- Given task 1: In the data items, going from the start through the line containing "140), (179, 137)]", how would those lines read if you replaced "yellow ski pants" with "orange ski pants" and changed nothing else? Leave the pictures out of your answer.

3 Areas of Poor Video Game Storytelling
by Josh Bycer
I’m probably going to get yelled for this, but I find that storytelling in video games has always been and continues to be horrible. Even as technology has improved and we have seen the growth of the medium, I’ve yet to find a game where the story has hooked me from beginning to end.
When I think about it further, some games have gotten close, but none have managed to get it all right, and this has to do with several elements that the video game medium is weak around.
Before we begin talking about this, it’s important to point out that I’m excluding games that have no vocals or are meant to be throwbacks to retro games. The reason is that these titles were limited by the technology and not meant to give a cinematic experience to the player. With that said, let’s talk about the camera.
There are a lot of parts that go into making a story compelling for the audience, and the first one is the camera. If you’ve watched any movie or TV show, you know that the camera never stays perfectly still. The reason is that it’s very awkward to just stay on a few preset viewpoints for an entire conversation.
Cinematography is such an underrated part of good storytelling when it comes to any visual storytelling medium. Hideo Kojima was one of the first developers to explore the use of cinematography with the Metal Gear series. Granted, it was basic 3D at the time, but we had the camera actually try to engage the audience with what’s going on.
Effective cinematography can also be seen in the horror genre. The best horror movies manage to give the viewer omniscient views, while still framing the scenes in a way to surprise them.
Too often, we see developers have a static camera that simply cuts between the people talking. In fact, we could call this the “Bioware Problem,” as every one of their games has had this. For first person games, the camera simply hangs on the person talking who then remains still for the entire conversation (or they may have some preset animations that repeat).
You can have interesting things happen in first person: Show the character moving around, have the camera move like the character is reacting or looking at something.
Spiderman Shattered Dimensions did cutscenes in first person and had the characters in motion to keep the player engaged.
As a contrast, in Bioshock Infinite, Booker rarely reacted or moved during cutscenes; the game focused on the person on screen.
Naughty Dog has gotten good at using cinematography in their games, with both Uncharted and the Last of Us having the camera keep the audience engaged along with their actors, but more on that in a minute.
I also liked the work that went into Telltale Game’s adventure titles like The Walking Dead and The Wolf Among Us.
Another part of the visual side of storytelling is the characters themselves, and is where a lot of games tend to struggle.

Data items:
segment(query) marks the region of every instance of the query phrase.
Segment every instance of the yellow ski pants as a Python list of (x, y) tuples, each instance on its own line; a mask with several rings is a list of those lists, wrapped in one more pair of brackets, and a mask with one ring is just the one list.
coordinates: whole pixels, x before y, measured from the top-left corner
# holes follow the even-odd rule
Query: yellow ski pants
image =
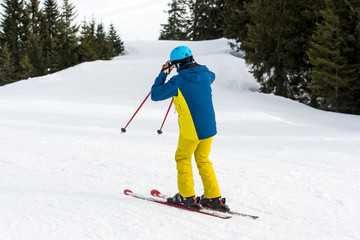
[(178, 148), (175, 154), (179, 193), (182, 197), (195, 195), (194, 178), (191, 158), (194, 154), (195, 162), (204, 186), (206, 198), (220, 197), (219, 184), (216, 180), (214, 168), (209, 160), (212, 137), (204, 140), (188, 140), (179, 137)]

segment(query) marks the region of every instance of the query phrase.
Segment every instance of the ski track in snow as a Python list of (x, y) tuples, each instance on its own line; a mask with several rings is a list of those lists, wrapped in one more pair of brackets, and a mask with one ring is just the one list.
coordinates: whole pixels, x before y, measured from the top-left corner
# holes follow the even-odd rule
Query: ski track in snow
[[(211, 159), (223, 196), (257, 220), (125, 196), (177, 192), (177, 114), (149, 99), (178, 45), (216, 73)], [(258, 93), (226, 39), (126, 42), (127, 55), (0, 88), (0, 239), (360, 239), (360, 117)], [(172, 73), (173, 74), (173, 73)], [(196, 192), (202, 194), (194, 166)]]

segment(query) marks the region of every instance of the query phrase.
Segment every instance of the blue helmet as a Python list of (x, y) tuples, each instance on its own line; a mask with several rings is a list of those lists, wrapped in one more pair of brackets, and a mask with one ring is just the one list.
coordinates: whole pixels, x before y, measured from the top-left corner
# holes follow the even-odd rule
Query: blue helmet
[(172, 63), (180, 63), (191, 59), (192, 59), (192, 52), (190, 48), (186, 46), (176, 47), (170, 53), (170, 62)]

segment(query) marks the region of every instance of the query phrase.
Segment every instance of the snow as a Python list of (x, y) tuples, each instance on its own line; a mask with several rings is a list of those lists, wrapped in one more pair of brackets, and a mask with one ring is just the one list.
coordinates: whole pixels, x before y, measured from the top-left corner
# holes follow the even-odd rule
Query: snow
[[(360, 239), (359, 116), (259, 93), (226, 39), (125, 44), (112, 61), (0, 88), (0, 239)], [(178, 45), (217, 75), (211, 160), (229, 206), (257, 220), (123, 194), (177, 192), (174, 107), (156, 133), (170, 100), (121, 128)]]

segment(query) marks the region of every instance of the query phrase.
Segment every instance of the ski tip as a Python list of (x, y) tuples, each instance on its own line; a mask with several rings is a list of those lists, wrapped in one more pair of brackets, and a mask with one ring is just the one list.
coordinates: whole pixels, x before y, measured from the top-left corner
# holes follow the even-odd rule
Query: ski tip
[(129, 189), (125, 189), (125, 190), (124, 190), (124, 194), (125, 194), (125, 195), (130, 195), (130, 194), (132, 194), (132, 191), (129, 190)]
[(156, 190), (156, 189), (151, 190), (150, 193), (153, 196), (159, 196), (160, 195), (160, 192), (158, 190)]

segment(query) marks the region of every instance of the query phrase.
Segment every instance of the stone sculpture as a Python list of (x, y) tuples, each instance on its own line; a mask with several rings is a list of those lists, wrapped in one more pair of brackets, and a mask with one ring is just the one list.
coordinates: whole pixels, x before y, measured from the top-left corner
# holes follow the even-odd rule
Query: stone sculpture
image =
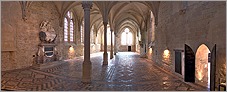
[(40, 24), (40, 32), (39, 32), (39, 38), (41, 42), (54, 42), (56, 39), (57, 35), (55, 33), (54, 28), (51, 25), (51, 22), (49, 21), (43, 21)]

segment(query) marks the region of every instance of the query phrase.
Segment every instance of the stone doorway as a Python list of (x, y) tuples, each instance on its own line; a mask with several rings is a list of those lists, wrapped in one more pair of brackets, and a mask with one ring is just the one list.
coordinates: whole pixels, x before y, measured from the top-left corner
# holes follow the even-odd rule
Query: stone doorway
[[(209, 55), (209, 56), (208, 56)], [(210, 50), (205, 44), (199, 46), (195, 59), (195, 82), (210, 88)]]
[(193, 50), (185, 44), (185, 82), (195, 82), (195, 54)]

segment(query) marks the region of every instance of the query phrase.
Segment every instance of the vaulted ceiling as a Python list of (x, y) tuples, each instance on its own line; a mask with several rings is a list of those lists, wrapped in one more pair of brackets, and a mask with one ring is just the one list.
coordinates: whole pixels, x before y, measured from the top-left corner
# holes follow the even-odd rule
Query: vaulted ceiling
[[(103, 21), (108, 21), (114, 31), (126, 27), (144, 30), (147, 21), (150, 20), (151, 11), (157, 20), (159, 3), (159, 1), (93, 1), (90, 10), (91, 26), (101, 28)], [(63, 19), (67, 11), (72, 11), (79, 25), (82, 23), (84, 17), (82, 1), (53, 1), (53, 4), (60, 19)]]

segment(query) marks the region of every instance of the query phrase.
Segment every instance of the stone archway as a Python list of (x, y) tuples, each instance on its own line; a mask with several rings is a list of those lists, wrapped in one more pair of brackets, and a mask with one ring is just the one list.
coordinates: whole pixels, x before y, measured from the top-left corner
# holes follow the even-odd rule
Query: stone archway
[(199, 46), (195, 58), (195, 82), (207, 86), (210, 85), (210, 62), (208, 55), (210, 50), (205, 44)]

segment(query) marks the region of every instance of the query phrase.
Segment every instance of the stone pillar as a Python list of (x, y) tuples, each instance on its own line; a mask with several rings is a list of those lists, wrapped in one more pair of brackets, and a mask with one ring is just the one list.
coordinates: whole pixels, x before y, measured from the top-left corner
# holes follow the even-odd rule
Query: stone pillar
[(103, 65), (108, 65), (108, 53), (107, 53), (107, 22), (104, 24), (104, 53), (103, 53)]
[(92, 2), (83, 1), (82, 7), (84, 9), (84, 62), (82, 82), (91, 82), (91, 61), (90, 61), (90, 9)]
[(110, 32), (111, 32), (111, 49), (110, 49), (110, 59), (112, 59), (112, 58), (113, 58), (113, 35), (112, 35), (113, 30), (111, 29), (111, 30), (110, 30)]
[(114, 32), (114, 55), (117, 54), (117, 33)]

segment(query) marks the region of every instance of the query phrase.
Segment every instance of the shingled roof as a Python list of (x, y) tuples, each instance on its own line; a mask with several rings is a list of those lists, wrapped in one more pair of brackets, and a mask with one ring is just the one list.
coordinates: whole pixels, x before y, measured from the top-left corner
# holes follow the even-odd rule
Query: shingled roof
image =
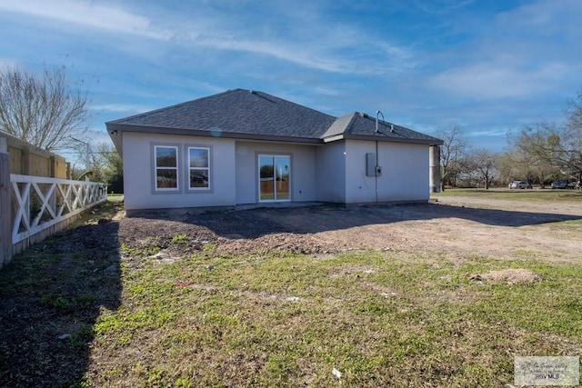
[[(266, 93), (229, 90), (105, 124), (121, 131), (214, 135), (254, 140), (321, 144), (341, 138), (440, 144), (418, 132), (353, 113), (334, 117)], [(114, 143), (115, 138), (112, 135)], [(117, 144), (116, 144), (117, 145)]]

- Given task 2: Can you copy the article on video game storytelling word for word, from "3 Areas of Poor" to "is weak around."?

- Finished answer 1:
segment(query) marks the region of every instance of the query phrase.
Segment every instance of the orange ski pants as a Python list of (x, y) tuples, each instance on its own line; a mask with several rings is a list of those lists, wrapped in one more pair of brackets, and a mask with one ring is just the one list.
coordinates: whole pixels, x before y, measured from the top-left corner
# holes follow the even-odd rule
Query: orange ski pants
image =
[(178, 148), (175, 154), (179, 193), (182, 197), (195, 195), (194, 178), (191, 158), (194, 154), (195, 162), (204, 186), (206, 198), (220, 197), (219, 184), (216, 180), (214, 168), (209, 160), (212, 137), (204, 140), (188, 140), (179, 137)]

- Finished answer 2:
3 Areas of Poor Video Game Storytelling
by Josh Bycer
I’m probably going to get yelled for this, but I find that storytelling in video games has always been and continues to be horrible. Even as technology has improved and we have seen the growth of the medium, I’ve yet to find a game where the story has hooked me from beginning to end.
When I think about it further, some games have gotten close, but none have managed to get it all right, and this has to do with several elements that the video game medium is weak around.